PROBLEM DESCRIPTION: Copy out all of the rows below, substituting "exercise" for every occurrence of "drill" and changing nothing else. Leave the pictures out of your copy.

-- Start DATASET EXTRACT --

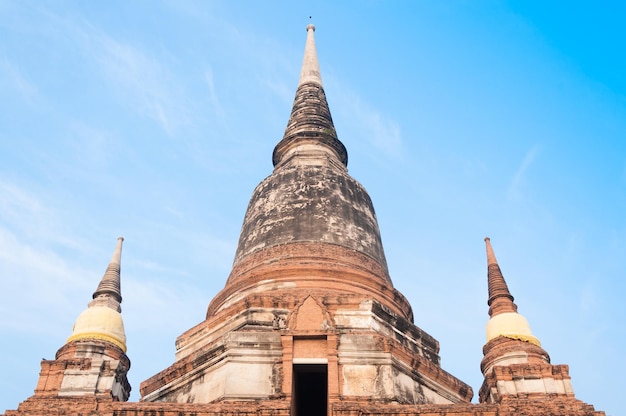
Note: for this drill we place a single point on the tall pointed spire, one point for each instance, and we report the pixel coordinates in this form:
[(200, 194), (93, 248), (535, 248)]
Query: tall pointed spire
[(102, 319), (310, 67), (110, 283), (310, 136), (500, 299), (505, 320)]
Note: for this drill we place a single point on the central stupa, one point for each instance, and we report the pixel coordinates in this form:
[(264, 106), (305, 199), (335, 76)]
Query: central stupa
[(309, 315)]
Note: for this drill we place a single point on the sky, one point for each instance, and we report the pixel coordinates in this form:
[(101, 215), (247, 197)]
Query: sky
[(155, 120)]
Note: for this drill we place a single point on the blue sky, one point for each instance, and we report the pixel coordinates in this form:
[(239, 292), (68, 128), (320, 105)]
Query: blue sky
[(156, 120)]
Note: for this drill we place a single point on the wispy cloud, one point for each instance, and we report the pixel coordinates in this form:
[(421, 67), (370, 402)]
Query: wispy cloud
[(13, 78), (215, 101), (381, 131), (139, 77), (514, 192)]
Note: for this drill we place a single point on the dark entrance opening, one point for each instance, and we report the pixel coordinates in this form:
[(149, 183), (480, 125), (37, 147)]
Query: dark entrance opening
[(310, 389)]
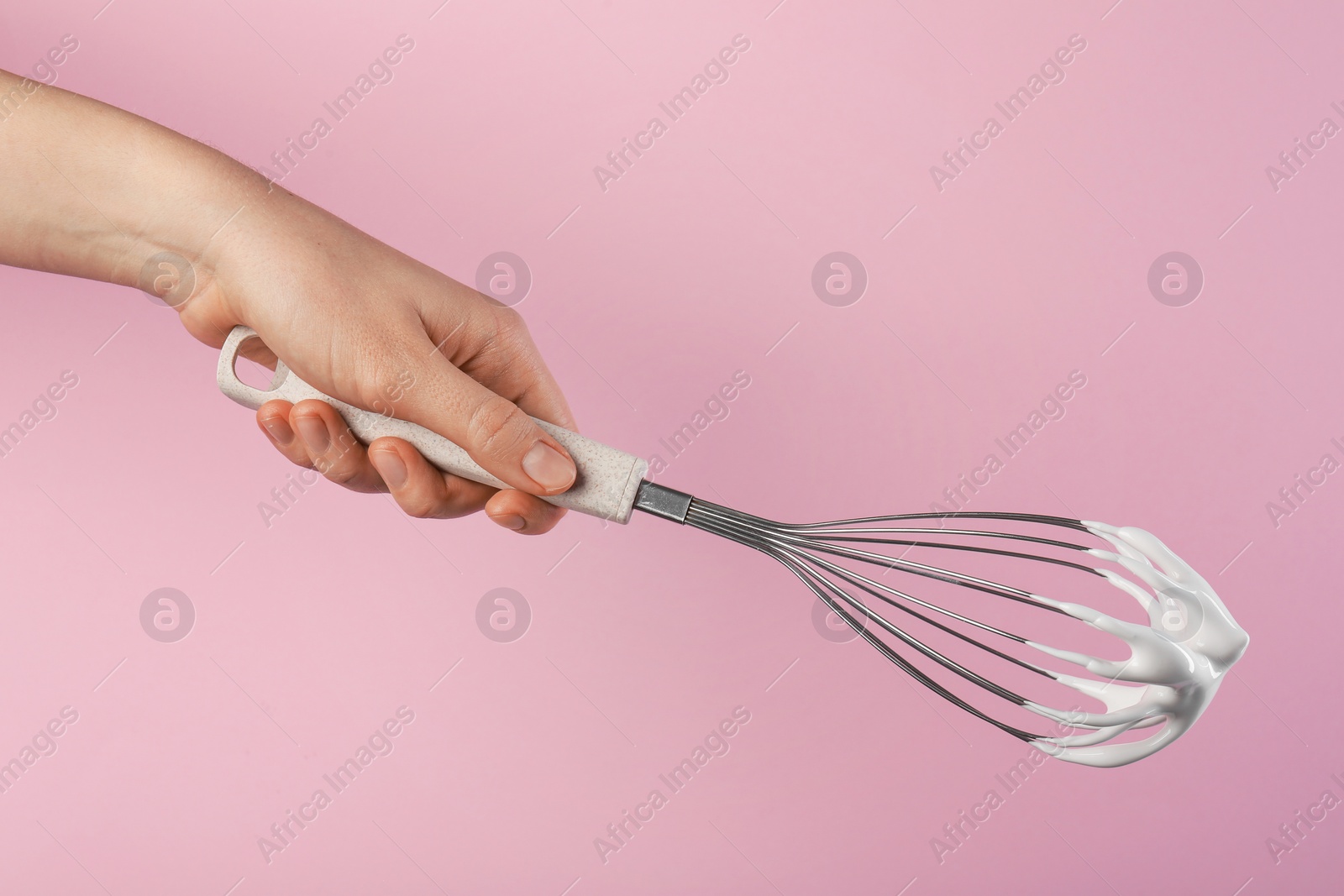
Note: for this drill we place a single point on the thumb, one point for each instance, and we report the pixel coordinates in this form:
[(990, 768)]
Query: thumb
[(496, 432)]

-- End DATASET EXTRACT --

THE COMPLETED TASK:
Note: for this exercise we place a single point on the tall pointed spire, one point for each instance, and we report the pixel coordinates in this form:
[(200, 194), (93, 248), (535, 248)]
Query: tall pointed spire
[(102, 319), (310, 67), (110, 283), (310, 136), (500, 299), (505, 320)]
Note: for this exercise we place a single point on the central stupa, one point for each instance, and we report the pixel coordinates in this form:
[(264, 106), (305, 199), (335, 76)]
Query: central stupa
[(309, 315)]
Note: for this exercise we place a single point on the sky, one point for each instance, and we report the pixel coordinates in this form:
[(101, 215), (247, 197)]
Query: sky
[(155, 120)]
Note: for this exercise we place a single point on the blue sky, one point for each instance, and we report the pixel coordinates in this form:
[(239, 292), (68, 128), (320, 105)]
Query: blue sky
[(156, 120)]
Note: for this exercise we place a single point on the wispy cloud, one point for each instance, and we report the pixel coordinates in this form:
[(421, 67), (370, 402)]
Query: wispy cloud
[(13, 78), (215, 101), (381, 131), (139, 77), (514, 192)]
Note: for this exercise we place a single point on the dark entrance opening, one point for each instance, and we report the pixel coordinates in this form:
[(149, 183), (480, 125), (37, 147)]
Query: dark entrance opening
[(310, 389)]
Note: for this exercise we place a single point on the thumb, one point for each instance, and we report the pixel coordinates in this form:
[(990, 768)]
Query: thumb
[(496, 432)]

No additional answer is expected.